* **Material shown**:
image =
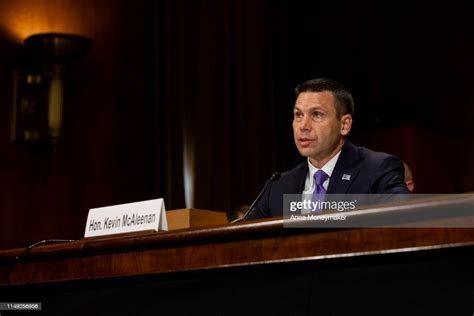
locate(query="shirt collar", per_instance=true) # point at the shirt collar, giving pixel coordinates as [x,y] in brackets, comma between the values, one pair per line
[328,168]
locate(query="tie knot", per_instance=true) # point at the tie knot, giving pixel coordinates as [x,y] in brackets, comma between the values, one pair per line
[320,176]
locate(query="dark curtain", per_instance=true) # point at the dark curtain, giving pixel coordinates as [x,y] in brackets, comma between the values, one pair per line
[212,90]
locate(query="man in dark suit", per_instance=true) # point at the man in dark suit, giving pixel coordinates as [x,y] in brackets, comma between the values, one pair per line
[322,120]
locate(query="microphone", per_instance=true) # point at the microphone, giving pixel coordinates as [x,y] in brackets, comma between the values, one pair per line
[275,176]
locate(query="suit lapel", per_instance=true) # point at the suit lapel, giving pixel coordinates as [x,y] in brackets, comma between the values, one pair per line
[345,170]
[296,184]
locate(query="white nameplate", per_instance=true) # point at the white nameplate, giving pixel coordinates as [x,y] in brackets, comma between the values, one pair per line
[126,218]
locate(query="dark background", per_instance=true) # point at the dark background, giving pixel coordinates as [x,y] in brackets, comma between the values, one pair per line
[213,81]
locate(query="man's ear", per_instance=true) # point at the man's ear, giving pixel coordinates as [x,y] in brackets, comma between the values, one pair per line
[346,124]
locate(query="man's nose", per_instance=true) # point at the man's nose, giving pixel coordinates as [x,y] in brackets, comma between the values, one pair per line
[305,123]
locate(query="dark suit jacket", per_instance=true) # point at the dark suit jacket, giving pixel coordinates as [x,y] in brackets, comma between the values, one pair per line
[369,171]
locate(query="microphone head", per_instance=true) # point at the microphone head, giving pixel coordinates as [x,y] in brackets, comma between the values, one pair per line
[275,176]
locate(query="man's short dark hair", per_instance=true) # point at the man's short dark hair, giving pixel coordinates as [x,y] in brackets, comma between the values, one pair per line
[344,101]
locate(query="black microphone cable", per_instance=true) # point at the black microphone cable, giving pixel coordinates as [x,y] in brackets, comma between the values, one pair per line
[275,176]
[27,250]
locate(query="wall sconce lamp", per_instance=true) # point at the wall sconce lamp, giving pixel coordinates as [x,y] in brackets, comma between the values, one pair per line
[39,95]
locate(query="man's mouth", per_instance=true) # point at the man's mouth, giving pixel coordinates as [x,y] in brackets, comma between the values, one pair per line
[305,142]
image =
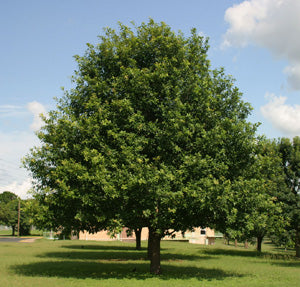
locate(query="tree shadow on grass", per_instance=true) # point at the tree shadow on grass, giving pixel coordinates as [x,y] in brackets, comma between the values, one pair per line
[231,252]
[102,247]
[287,263]
[118,255]
[116,270]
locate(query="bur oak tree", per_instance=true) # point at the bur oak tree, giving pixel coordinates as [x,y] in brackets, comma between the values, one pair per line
[290,161]
[150,135]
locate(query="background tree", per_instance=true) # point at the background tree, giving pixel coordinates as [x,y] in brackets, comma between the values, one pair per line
[9,210]
[9,205]
[290,197]
[254,209]
[149,134]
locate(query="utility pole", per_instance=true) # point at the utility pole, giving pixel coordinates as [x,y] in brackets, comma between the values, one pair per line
[19,218]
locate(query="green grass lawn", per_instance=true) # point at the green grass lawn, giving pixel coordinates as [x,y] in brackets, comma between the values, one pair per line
[87,263]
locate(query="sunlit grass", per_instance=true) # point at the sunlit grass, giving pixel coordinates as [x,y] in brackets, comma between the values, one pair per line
[86,263]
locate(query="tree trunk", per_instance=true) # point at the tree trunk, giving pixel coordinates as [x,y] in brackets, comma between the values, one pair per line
[138,233]
[259,242]
[150,240]
[155,252]
[297,244]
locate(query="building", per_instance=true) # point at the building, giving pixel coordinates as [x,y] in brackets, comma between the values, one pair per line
[197,236]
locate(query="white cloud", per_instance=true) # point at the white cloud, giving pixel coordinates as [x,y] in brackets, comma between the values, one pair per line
[37,109]
[10,111]
[284,117]
[272,24]
[20,189]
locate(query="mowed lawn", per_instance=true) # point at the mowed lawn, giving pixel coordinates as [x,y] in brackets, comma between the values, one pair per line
[88,263]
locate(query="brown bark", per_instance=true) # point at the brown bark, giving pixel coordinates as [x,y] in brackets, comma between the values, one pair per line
[150,239]
[138,233]
[297,244]
[155,252]
[259,242]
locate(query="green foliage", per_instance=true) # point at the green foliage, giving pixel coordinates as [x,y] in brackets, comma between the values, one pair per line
[149,136]
[254,209]
[290,197]
[9,204]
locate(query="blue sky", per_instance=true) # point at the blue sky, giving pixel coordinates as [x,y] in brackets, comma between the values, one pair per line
[256,41]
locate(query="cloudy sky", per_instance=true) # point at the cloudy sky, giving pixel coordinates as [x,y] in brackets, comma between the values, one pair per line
[256,41]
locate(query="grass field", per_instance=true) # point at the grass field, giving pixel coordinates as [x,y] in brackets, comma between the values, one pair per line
[81,263]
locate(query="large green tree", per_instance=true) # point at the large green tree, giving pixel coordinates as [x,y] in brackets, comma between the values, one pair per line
[290,197]
[150,136]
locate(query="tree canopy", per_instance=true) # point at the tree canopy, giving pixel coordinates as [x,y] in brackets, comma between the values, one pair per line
[290,197]
[150,136]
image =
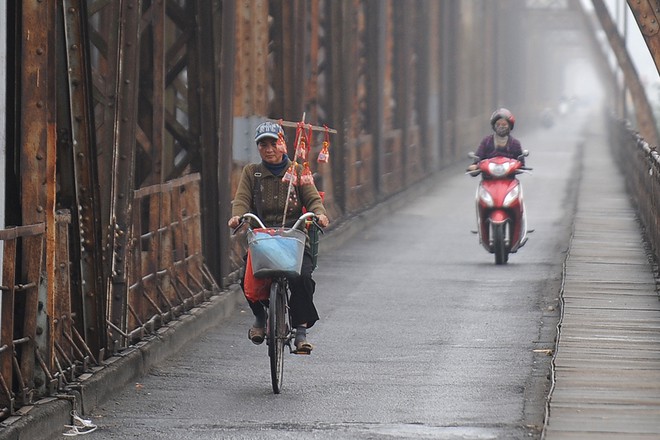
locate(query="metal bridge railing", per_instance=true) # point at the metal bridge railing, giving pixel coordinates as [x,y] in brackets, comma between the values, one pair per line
[640,164]
[167,274]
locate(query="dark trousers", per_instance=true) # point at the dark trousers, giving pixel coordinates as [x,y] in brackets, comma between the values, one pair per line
[301,305]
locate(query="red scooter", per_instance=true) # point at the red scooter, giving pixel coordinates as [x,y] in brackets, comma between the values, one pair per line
[501,219]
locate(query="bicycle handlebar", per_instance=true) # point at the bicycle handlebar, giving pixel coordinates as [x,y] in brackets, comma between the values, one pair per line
[300,221]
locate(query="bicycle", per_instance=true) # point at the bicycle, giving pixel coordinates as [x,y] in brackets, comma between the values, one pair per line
[277,253]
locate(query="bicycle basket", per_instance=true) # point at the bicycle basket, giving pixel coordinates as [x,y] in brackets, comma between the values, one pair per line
[276,252]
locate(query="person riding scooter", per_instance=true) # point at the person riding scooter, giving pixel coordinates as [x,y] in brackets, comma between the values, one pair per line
[501,218]
[500,143]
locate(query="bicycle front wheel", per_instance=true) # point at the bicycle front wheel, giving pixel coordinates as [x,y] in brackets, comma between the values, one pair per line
[277,333]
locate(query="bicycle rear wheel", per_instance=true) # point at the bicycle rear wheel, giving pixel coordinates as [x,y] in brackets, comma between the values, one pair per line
[277,333]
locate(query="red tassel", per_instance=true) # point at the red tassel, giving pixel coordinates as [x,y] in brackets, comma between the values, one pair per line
[306,178]
[290,175]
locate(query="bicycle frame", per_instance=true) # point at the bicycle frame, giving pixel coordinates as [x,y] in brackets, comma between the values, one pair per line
[279,330]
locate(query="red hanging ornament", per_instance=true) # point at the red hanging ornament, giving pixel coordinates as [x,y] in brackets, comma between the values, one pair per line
[281,143]
[324,154]
[291,175]
[301,153]
[306,178]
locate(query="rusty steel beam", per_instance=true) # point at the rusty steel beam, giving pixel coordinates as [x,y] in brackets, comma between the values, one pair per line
[37,140]
[85,201]
[123,167]
[645,119]
[202,107]
[647,15]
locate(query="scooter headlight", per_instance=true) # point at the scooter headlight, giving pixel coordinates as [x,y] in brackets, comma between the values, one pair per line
[512,196]
[485,196]
[499,169]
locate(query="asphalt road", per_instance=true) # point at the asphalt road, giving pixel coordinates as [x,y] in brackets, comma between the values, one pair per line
[421,335]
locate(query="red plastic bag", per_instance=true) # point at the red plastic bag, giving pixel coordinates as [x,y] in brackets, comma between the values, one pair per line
[255,289]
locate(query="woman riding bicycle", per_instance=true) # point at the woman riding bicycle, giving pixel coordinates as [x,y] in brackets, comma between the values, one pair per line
[261,190]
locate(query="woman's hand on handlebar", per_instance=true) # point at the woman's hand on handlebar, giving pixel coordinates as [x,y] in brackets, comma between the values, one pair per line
[234,221]
[322,220]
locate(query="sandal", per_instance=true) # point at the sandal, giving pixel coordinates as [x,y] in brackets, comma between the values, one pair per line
[256,335]
[303,347]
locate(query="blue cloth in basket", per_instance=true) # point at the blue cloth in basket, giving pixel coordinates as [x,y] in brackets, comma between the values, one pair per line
[276,252]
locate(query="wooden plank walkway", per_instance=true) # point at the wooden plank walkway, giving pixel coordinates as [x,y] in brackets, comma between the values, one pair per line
[607,362]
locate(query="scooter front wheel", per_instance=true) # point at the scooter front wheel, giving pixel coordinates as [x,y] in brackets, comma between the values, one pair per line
[499,247]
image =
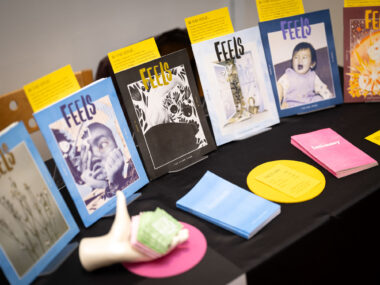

* **Exercise instructions**: Leave out the pictures and repeat exactly the lines from the one containing "at the wooden" through the last line of the entries.

* **Answer to the problem**:
locate(query="wooden plank walkway", per_instance=true) # point at the wooden plank walkway, giving pixel coordinates as [x,y] in brackets, comma between the values, one pair per line
[607,362]
locate(query="scooter front wheel", per_instance=true) # point at the scooter front wheel, giving pixel coordinates as [x,y] in brackets, comma between the values, one pair per line
[499,247]
image =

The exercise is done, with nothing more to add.